This morning, when I first opened my eyes, I found that I had a heaviness in my chest. I started crying. Not a hard sobbing. Just lying there vaguely aware of tears welling up in my eyes. It’s not secret that I’m under treatment for depression, but this didn’t feel like the depression I’ve been experiencing for the past several years.
I’m pretty sure I’m not racist. I say “pretty sure” rather than “absolutely not” because I’m aware enough to know I’ve grown up in a racist society and we don’t ever entirely transcend our own time and place. However, I do believe that there are no significant biological differences among people of different races. In fact, I believe that the concept of race has no grounding in biology. Therefore, differences in social status and behavior are entirely a product of the environment.
Am I xenophobic? That’s almost laughable since I run the risk of being called a xenophile.

- [QUESTIONS TO ANSWER]
A) According to the essay on race and xenophobia, what does the writer believe the concept of race lacks?
B) Pick up the essay on race and xenophobia after its final sentence and carry it forward in the same voice.

- [DATA TO EXAMINE]
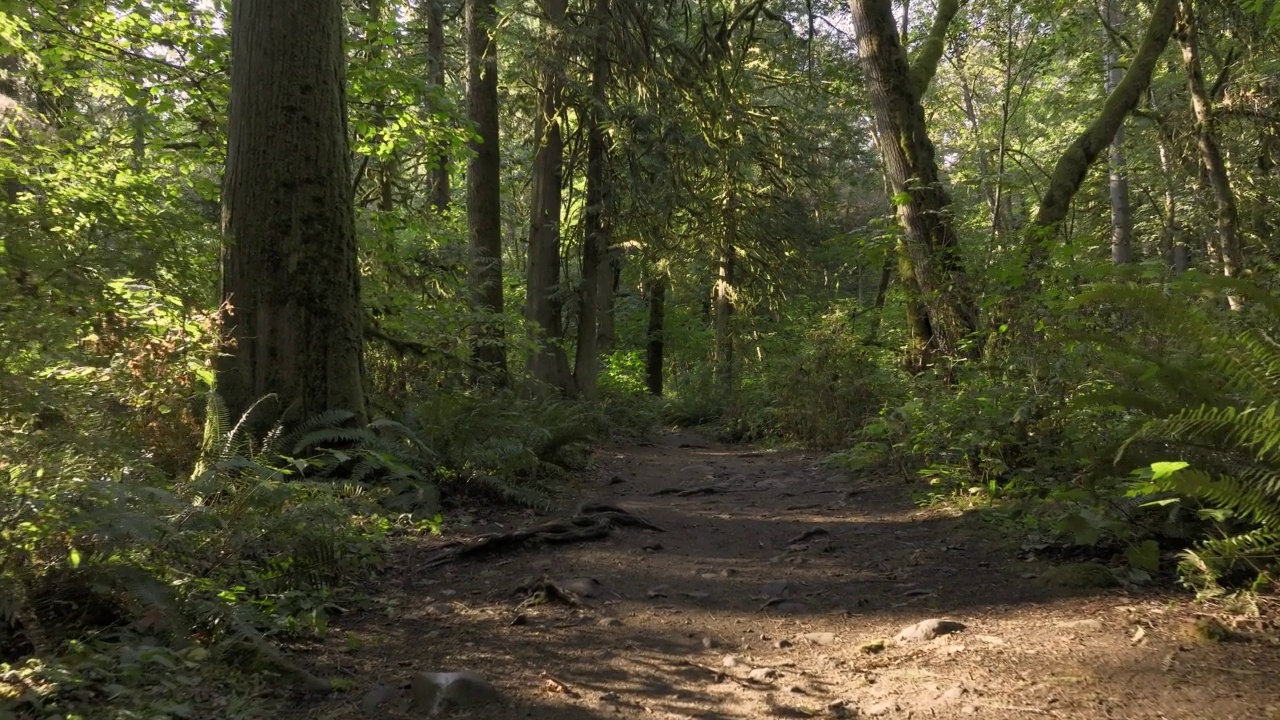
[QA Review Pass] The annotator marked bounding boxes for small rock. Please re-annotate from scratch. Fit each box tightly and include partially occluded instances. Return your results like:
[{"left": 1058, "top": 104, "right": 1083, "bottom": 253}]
[
  {"left": 1180, "top": 616, "right": 1239, "bottom": 644},
  {"left": 764, "top": 580, "right": 791, "bottom": 597},
  {"left": 865, "top": 700, "right": 897, "bottom": 717},
  {"left": 827, "top": 700, "right": 854, "bottom": 717},
  {"left": 895, "top": 618, "right": 965, "bottom": 642},
  {"left": 410, "top": 670, "right": 502, "bottom": 716},
  {"left": 1057, "top": 618, "right": 1102, "bottom": 632},
  {"left": 360, "top": 685, "right": 401, "bottom": 715},
  {"left": 557, "top": 578, "right": 604, "bottom": 597},
  {"left": 858, "top": 641, "right": 884, "bottom": 655}
]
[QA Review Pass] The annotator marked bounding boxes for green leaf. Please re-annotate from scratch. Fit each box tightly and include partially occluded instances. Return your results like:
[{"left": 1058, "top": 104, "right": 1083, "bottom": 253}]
[
  {"left": 1124, "top": 539, "right": 1160, "bottom": 573},
  {"left": 1151, "top": 461, "right": 1190, "bottom": 480}
]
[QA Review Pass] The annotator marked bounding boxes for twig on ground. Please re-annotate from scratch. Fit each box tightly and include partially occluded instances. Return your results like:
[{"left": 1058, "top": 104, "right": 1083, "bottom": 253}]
[{"left": 422, "top": 502, "right": 663, "bottom": 568}]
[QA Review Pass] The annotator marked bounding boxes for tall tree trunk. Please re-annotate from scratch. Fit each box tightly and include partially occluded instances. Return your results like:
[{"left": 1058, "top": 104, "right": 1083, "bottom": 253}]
[
  {"left": 849, "top": 0, "right": 978, "bottom": 357},
  {"left": 465, "top": 0, "right": 507, "bottom": 384},
  {"left": 1102, "top": 0, "right": 1133, "bottom": 265},
  {"left": 1176, "top": 0, "right": 1244, "bottom": 303},
  {"left": 218, "top": 0, "right": 365, "bottom": 429},
  {"left": 525, "top": 0, "right": 572, "bottom": 392},
  {"left": 595, "top": 256, "right": 622, "bottom": 356},
  {"left": 365, "top": 0, "right": 399, "bottom": 212},
  {"left": 1028, "top": 0, "right": 1179, "bottom": 235},
  {"left": 644, "top": 275, "right": 667, "bottom": 397},
  {"left": 573, "top": 0, "right": 611, "bottom": 400},
  {"left": 713, "top": 238, "right": 737, "bottom": 395},
  {"left": 422, "top": 0, "right": 452, "bottom": 213}
]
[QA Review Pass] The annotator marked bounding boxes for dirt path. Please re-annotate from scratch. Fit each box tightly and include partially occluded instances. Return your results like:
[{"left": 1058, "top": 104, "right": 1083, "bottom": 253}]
[{"left": 306, "top": 434, "right": 1280, "bottom": 720}]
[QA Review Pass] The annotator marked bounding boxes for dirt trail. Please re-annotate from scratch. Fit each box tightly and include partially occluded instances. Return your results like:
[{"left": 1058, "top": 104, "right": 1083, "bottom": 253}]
[{"left": 306, "top": 434, "right": 1280, "bottom": 720}]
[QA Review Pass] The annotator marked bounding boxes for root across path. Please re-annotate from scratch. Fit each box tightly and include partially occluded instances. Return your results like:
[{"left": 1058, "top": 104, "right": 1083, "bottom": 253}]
[{"left": 302, "top": 434, "right": 1280, "bottom": 720}]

- [RESPONSES BY ITEM NUMBER]
A) Any grounding in biology.

B)
Am I culturally biased? That’s a far more complicated question. To start, I would have to have a firm idea of what constitutes a good society. I am tempted to answer that that would be the society that allows for the greatest degree of human flourishing and the least suffering. However, flourishing is an unsatisfactorily vague term. I don’t think there is any culture that is perfect, which has all the answers. In so far as any culture that is in existence today could be said to be a successful culture, no culture is without any value. That said, I am not a cultural relativist. I terms of particulars, I think some ways of organizing human society are better than others.
I think that there are no gods, spirits, or other immaterial beings, great or small. Therefore, the least human suffering based on the supposed desires of non-existent beings can be said to be an unqualified ill.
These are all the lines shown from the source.